THE INPUT section start
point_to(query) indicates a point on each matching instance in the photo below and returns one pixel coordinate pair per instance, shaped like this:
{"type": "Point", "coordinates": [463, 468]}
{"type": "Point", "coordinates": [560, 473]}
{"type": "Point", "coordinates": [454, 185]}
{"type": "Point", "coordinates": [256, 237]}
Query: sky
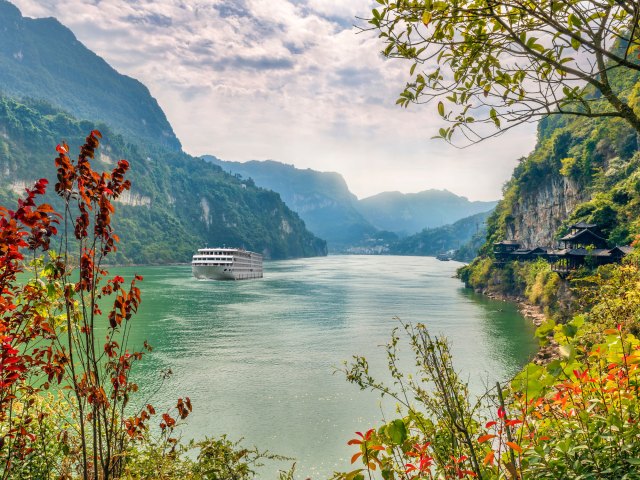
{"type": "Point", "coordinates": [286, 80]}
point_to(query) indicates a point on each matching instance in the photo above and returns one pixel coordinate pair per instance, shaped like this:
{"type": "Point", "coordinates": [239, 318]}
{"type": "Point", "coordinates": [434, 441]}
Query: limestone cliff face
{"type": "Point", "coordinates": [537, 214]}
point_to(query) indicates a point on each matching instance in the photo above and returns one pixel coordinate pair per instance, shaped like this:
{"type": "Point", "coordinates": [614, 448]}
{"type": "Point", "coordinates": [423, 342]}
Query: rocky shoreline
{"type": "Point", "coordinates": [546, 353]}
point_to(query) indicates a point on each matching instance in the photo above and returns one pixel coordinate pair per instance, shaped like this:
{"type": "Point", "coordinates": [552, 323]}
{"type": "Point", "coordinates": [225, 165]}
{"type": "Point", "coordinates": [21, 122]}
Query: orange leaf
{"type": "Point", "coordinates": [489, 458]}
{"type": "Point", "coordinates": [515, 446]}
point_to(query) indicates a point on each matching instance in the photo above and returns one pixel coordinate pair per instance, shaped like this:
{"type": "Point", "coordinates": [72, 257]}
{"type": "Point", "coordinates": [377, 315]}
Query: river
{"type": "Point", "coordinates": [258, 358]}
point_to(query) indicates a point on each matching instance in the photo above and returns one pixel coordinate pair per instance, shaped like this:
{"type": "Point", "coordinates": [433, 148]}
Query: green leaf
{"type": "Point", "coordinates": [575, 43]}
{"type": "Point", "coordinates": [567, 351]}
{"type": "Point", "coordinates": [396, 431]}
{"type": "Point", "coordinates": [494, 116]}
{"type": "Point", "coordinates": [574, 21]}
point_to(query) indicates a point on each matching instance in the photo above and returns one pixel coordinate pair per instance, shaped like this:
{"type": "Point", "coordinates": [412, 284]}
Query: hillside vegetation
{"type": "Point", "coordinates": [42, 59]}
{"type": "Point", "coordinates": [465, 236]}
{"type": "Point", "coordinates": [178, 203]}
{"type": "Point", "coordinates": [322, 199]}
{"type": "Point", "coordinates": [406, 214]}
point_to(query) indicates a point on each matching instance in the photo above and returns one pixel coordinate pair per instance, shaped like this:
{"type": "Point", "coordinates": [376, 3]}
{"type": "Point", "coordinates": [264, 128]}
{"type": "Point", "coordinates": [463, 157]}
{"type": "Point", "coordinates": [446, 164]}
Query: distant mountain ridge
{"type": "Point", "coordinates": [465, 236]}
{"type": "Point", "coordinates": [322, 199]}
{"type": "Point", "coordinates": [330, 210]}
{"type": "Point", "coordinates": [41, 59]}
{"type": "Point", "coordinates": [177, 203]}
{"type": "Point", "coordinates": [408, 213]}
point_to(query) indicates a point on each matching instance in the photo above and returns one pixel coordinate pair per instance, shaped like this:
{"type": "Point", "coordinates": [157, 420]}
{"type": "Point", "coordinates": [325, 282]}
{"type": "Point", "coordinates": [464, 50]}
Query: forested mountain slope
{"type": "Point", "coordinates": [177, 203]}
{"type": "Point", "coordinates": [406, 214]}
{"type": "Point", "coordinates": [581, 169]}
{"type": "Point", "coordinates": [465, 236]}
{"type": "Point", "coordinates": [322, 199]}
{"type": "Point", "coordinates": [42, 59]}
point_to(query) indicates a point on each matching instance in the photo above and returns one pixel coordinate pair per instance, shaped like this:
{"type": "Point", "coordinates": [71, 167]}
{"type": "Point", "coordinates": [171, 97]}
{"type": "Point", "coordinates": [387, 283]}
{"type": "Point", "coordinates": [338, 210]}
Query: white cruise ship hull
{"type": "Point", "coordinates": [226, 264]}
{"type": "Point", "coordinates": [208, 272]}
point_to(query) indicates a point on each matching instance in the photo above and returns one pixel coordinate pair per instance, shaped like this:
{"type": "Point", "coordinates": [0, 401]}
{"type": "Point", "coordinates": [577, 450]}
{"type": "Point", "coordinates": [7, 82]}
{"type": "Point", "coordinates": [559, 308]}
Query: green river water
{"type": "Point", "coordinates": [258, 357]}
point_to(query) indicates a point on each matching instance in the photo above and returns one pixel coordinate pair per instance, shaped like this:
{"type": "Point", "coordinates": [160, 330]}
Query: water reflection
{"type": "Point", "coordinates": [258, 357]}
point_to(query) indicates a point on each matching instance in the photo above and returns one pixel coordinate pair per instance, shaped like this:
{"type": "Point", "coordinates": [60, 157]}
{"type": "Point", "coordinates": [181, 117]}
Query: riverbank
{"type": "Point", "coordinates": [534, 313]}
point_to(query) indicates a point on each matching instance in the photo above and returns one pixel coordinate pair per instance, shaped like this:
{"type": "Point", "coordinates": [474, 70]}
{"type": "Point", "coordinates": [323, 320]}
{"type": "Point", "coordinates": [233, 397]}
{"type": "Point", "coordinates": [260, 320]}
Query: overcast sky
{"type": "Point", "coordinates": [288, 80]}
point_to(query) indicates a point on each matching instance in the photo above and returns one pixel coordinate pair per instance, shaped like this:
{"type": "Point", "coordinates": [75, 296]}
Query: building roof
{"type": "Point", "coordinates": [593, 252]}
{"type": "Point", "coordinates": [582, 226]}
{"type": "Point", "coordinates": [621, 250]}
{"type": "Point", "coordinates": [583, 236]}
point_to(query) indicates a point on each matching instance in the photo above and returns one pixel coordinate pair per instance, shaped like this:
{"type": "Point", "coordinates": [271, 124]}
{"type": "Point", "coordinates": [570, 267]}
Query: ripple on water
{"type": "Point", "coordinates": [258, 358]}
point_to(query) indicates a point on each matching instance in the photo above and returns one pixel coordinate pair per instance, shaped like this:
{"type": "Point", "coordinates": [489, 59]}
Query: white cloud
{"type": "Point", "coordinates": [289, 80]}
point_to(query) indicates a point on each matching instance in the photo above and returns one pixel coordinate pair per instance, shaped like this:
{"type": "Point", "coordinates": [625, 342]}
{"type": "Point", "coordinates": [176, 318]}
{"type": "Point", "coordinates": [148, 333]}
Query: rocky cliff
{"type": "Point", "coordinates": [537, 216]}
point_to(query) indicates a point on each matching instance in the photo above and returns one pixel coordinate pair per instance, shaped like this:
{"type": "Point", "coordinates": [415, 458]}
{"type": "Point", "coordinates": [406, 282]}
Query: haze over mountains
THE INPUT section end
# TASK REQUIREMENTS:
The answer is the entries above, given again exactly, with no pictures among them.

# THE ANSWER:
point_to(query) indicates a point on each matching instance in the photo below and returns one pixel coordinate pair per instance, shaped like this:
{"type": "Point", "coordinates": [463, 468]}
{"type": "Point", "coordinates": [560, 473]}
{"type": "Point", "coordinates": [454, 185]}
{"type": "Point", "coordinates": [256, 237]}
Query: sky
{"type": "Point", "coordinates": [286, 80]}
point_to(query) indicates a point on each matching instance in the photo above and returns one pixel coordinate pair per instance, shaped like this:
{"type": "Point", "coordinates": [239, 318]}
{"type": "Point", "coordinates": [434, 441]}
Query: limestone cliff face
{"type": "Point", "coordinates": [537, 214]}
point_to(query) indicates a point on each matching instance in the photo above and returns one pixel coordinate pair per instance, shaped like this:
{"type": "Point", "coordinates": [614, 448]}
{"type": "Point", "coordinates": [423, 342]}
Query: rocky shoreline
{"type": "Point", "coordinates": [546, 353]}
point_to(query) indicates a point on each matching instance in the photo above and returns one pixel coordinate pair per instance, shaped like this:
{"type": "Point", "coordinates": [552, 323]}
{"type": "Point", "coordinates": [225, 165]}
{"type": "Point", "coordinates": [21, 122]}
Query: orange leaf
{"type": "Point", "coordinates": [489, 458]}
{"type": "Point", "coordinates": [515, 446]}
point_to(query) indicates a point on each matching instance in the photo above and returns one pixel coordinate pair per instance, shaped like this:
{"type": "Point", "coordinates": [72, 257]}
{"type": "Point", "coordinates": [377, 315]}
Query: river
{"type": "Point", "coordinates": [258, 358]}
point_to(query) indicates a point on each matching instance in the photo above and returns one pixel coordinate pair per instance, shaped like this:
{"type": "Point", "coordinates": [433, 148]}
Query: green leaf
{"type": "Point", "coordinates": [575, 43]}
{"type": "Point", "coordinates": [567, 351]}
{"type": "Point", "coordinates": [396, 431]}
{"type": "Point", "coordinates": [494, 116]}
{"type": "Point", "coordinates": [574, 21]}
point_to(query) indicates a point on each matching instance in the photo above and returns one pixel coordinate pair per instance, shaped like this:
{"type": "Point", "coordinates": [412, 284]}
Query: hillside vegetation
{"type": "Point", "coordinates": [42, 59]}
{"type": "Point", "coordinates": [465, 236]}
{"type": "Point", "coordinates": [178, 203]}
{"type": "Point", "coordinates": [322, 199]}
{"type": "Point", "coordinates": [406, 214]}
point_to(query) indicates a point on each matching instance in the photo above and returns one pixel coordinate pair per instance, shaped like this:
{"type": "Point", "coordinates": [376, 3]}
{"type": "Point", "coordinates": [264, 128]}
{"type": "Point", "coordinates": [463, 157]}
{"type": "Point", "coordinates": [446, 164]}
Query: distant mountain ridge
{"type": "Point", "coordinates": [465, 236]}
{"type": "Point", "coordinates": [322, 199]}
{"type": "Point", "coordinates": [330, 210]}
{"type": "Point", "coordinates": [41, 59]}
{"type": "Point", "coordinates": [177, 203]}
{"type": "Point", "coordinates": [408, 213]}
point_to(query) indicates a point on each matching instance in the photo above and returns one pixel coordinate pair per instance, shaped like this:
{"type": "Point", "coordinates": [157, 420]}
{"type": "Point", "coordinates": [325, 282]}
{"type": "Point", "coordinates": [464, 50]}
Query: forested mountain slope
{"type": "Point", "coordinates": [177, 203]}
{"type": "Point", "coordinates": [406, 214]}
{"type": "Point", "coordinates": [581, 169]}
{"type": "Point", "coordinates": [465, 236]}
{"type": "Point", "coordinates": [322, 199]}
{"type": "Point", "coordinates": [42, 59]}
point_to(query) indicates a point on each matching instance in the photo above and returns one pixel coordinate pair per instance, shaped like this:
{"type": "Point", "coordinates": [71, 167]}
{"type": "Point", "coordinates": [171, 97]}
{"type": "Point", "coordinates": [387, 283]}
{"type": "Point", "coordinates": [338, 210]}
Query: white cruise ship hull
{"type": "Point", "coordinates": [226, 264]}
{"type": "Point", "coordinates": [208, 272]}
point_to(query) indicates a point on each matching instance in the photo above and returns one pixel coordinate pair per instance, shaped like this:
{"type": "Point", "coordinates": [0, 401]}
{"type": "Point", "coordinates": [577, 450]}
{"type": "Point", "coordinates": [7, 82]}
{"type": "Point", "coordinates": [559, 308]}
Query: green river water
{"type": "Point", "coordinates": [258, 357]}
point_to(query) indicates a point on each matching instance in the photo above and returns one pixel coordinate pair per instance, shaped like this:
{"type": "Point", "coordinates": [160, 330]}
Query: water reflection
{"type": "Point", "coordinates": [258, 357]}
point_to(query) indicates a point on each matching instance in the photo above and returns one pixel coordinate pair per instance, shaped like this:
{"type": "Point", "coordinates": [60, 157]}
{"type": "Point", "coordinates": [181, 117]}
Query: riverbank
{"type": "Point", "coordinates": [534, 313]}
point_to(query) indicates a point on each matching instance in the photo above and returns one pixel coordinate pair per instance, shaped like this:
{"type": "Point", "coordinates": [474, 70]}
{"type": "Point", "coordinates": [323, 320]}
{"type": "Point", "coordinates": [233, 397]}
{"type": "Point", "coordinates": [260, 320]}
Query: overcast sky
{"type": "Point", "coordinates": [288, 80]}
point_to(query) indicates a point on each matching instance in the photo above and returns one pixel coordinate pair per instance, shaped like this:
{"type": "Point", "coordinates": [75, 296]}
Query: building roof
{"type": "Point", "coordinates": [593, 252]}
{"type": "Point", "coordinates": [582, 226]}
{"type": "Point", "coordinates": [621, 250]}
{"type": "Point", "coordinates": [583, 236]}
point_to(query) indicates a point on each matching instance in the photo above and returns one pixel coordinate pair per instance, shaped like this:
{"type": "Point", "coordinates": [271, 124]}
{"type": "Point", "coordinates": [570, 267]}
Query: ripple on water
{"type": "Point", "coordinates": [258, 358]}
point_to(query) indicates a point on each matching instance in the photo above and returns one pixel coordinate pair per instance, shaped like this:
{"type": "Point", "coordinates": [489, 59]}
Query: white cloud
{"type": "Point", "coordinates": [289, 80]}
point_to(query) indicates a point on each matching instance in the photo above and returns one pixel coordinate pair per instance, shaped like this:
{"type": "Point", "coordinates": [625, 342]}
{"type": "Point", "coordinates": [176, 318]}
{"type": "Point", "coordinates": [148, 333]}
Query: rocky cliff
{"type": "Point", "coordinates": [537, 216]}
point_to(query) indicates a point on each matching instance in the photo above and returns one pixel coordinate pair per instance, shaped like this:
{"type": "Point", "coordinates": [415, 458]}
{"type": "Point", "coordinates": [406, 282]}
Query: haze over mountains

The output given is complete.